BEGIN DATA SECTION

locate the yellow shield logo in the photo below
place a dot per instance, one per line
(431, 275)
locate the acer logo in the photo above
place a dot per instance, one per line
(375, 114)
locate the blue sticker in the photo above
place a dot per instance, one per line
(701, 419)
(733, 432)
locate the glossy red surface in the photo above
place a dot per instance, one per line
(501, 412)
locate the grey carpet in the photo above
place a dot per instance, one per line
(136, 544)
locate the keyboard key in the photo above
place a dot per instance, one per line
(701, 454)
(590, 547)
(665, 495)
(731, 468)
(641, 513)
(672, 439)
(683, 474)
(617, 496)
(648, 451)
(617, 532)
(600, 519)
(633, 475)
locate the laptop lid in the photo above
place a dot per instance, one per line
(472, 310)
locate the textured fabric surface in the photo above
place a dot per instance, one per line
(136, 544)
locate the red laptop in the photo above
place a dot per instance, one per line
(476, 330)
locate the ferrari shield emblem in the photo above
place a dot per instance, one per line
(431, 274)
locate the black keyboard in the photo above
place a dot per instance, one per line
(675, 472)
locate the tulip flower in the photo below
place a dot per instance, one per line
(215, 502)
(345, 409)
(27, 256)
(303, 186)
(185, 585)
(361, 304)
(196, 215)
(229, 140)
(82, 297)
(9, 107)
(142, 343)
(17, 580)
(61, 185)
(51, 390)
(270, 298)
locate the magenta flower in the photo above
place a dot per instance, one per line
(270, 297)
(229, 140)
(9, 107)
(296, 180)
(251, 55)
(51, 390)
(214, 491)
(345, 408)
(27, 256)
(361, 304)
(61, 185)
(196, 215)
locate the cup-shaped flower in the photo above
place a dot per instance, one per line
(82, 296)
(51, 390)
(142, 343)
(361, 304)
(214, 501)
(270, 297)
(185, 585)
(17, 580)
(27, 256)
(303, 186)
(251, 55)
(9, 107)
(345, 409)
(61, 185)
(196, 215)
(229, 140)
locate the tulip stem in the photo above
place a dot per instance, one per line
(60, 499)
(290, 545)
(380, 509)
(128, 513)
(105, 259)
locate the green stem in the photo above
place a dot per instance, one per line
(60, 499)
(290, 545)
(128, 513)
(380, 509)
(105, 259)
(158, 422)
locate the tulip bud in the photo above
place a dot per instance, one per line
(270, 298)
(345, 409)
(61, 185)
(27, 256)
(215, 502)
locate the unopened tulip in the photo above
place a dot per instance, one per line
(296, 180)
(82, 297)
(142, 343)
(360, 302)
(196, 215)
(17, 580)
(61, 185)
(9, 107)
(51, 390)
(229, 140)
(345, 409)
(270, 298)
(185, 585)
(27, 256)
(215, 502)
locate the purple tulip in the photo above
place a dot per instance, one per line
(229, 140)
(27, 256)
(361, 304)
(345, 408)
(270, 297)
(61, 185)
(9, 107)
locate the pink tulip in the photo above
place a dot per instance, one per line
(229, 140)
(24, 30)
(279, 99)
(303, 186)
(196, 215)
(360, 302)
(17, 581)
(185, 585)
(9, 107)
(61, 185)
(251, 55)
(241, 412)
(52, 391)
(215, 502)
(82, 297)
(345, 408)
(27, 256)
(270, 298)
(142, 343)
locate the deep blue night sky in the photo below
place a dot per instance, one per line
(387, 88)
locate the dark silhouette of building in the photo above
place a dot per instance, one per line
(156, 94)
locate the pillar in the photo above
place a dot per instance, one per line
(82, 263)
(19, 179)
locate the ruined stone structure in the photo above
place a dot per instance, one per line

END DATA SECTION

Print the material verbatim, all of it.

> **ANSWER TO THIS EXERCISE**
locate the yellow shield logo in the photo below
place a dot per instance, one per line
(431, 275)
locate the acer logo in the photo above
place a dot per instance, one per line
(375, 114)
locate the blue sticker in the photo above
place a dot per instance, one per line
(701, 419)
(733, 432)
locate the glossy red surface in the photo above
place a dot per instance, one per line
(501, 412)
locate the grey carpet in the photo above
place a dot per instance, one per line
(136, 544)
locate the keyboard key in the photo above
place a dot per instance, one per line
(701, 454)
(590, 547)
(665, 495)
(731, 468)
(641, 513)
(672, 439)
(683, 474)
(617, 496)
(648, 451)
(617, 532)
(600, 519)
(633, 475)
locate the laptop lid in the photo above
place a dot per instance, one per line
(472, 310)
locate the textured fabric surface in the photo above
place a dot per instance, one per line
(136, 544)
locate the red laptop in the photo above
place a dot per instance, one per line
(476, 330)
locate the ferrari shield emblem in the photo above
place a dot per instance, one per line
(431, 274)
locate the black keyboard in the photo above
place a dot per instance, one per line
(675, 472)
locate the tulip flower in the photo below
place a dot per instance, one per line
(215, 502)
(345, 409)
(27, 256)
(303, 186)
(185, 585)
(361, 304)
(196, 215)
(229, 140)
(82, 297)
(9, 107)
(142, 343)
(17, 580)
(61, 185)
(51, 390)
(270, 298)
locate the magenta flower in the photo above
place a dot per instance, one per line
(270, 297)
(229, 140)
(9, 107)
(296, 180)
(251, 55)
(51, 390)
(214, 491)
(345, 408)
(27, 256)
(361, 304)
(61, 185)
(196, 215)
locate the cup-shaped flower in the photo above
place a dot per instance, one per line
(82, 296)
(51, 390)
(142, 343)
(361, 304)
(214, 501)
(270, 297)
(185, 585)
(17, 580)
(27, 256)
(303, 186)
(251, 55)
(9, 107)
(345, 409)
(61, 185)
(196, 215)
(229, 140)
locate the tulip stem in the photo above
place a dot per instance, one per line
(60, 499)
(290, 545)
(380, 509)
(128, 513)
(105, 259)
locate the green stem in the photo above
place a dot per instance, one per line
(60, 499)
(290, 545)
(128, 513)
(380, 509)
(105, 259)
(158, 422)
locate the tulip bud in the photo above
place a dot per instance, one per line
(270, 298)
(345, 409)
(61, 185)
(27, 256)
(215, 502)
locate the unopened tulip in the photo above
place a dot per instance, one per line
(296, 180)
(82, 297)
(142, 343)
(360, 302)
(196, 215)
(17, 580)
(61, 185)
(9, 107)
(51, 390)
(229, 140)
(345, 409)
(270, 298)
(185, 585)
(27, 256)
(215, 502)
locate the purple tulip in the photo above
place a dot per instance, one per line
(229, 140)
(27, 256)
(361, 304)
(345, 408)
(270, 297)
(61, 185)
(9, 107)
locate the pink tulip in the photo above
place a dot per instance, one per line
(229, 140)
(24, 30)
(279, 99)
(303, 186)
(196, 215)
(360, 302)
(17, 581)
(185, 585)
(9, 107)
(61, 185)
(251, 55)
(241, 412)
(52, 391)
(215, 502)
(82, 297)
(345, 408)
(27, 256)
(270, 298)
(142, 343)
locate the deep blue night sky in the photo below
place a dot per instance, one per line
(387, 88)
locate the dark silhouette of building in the photo above
place a dot per instance, one per line
(156, 94)
locate the pillar in the photo above
place a dot per instance, one per line
(82, 263)
(19, 179)
locate the ruined stone structure in the photo above
place a dot per instance, one per line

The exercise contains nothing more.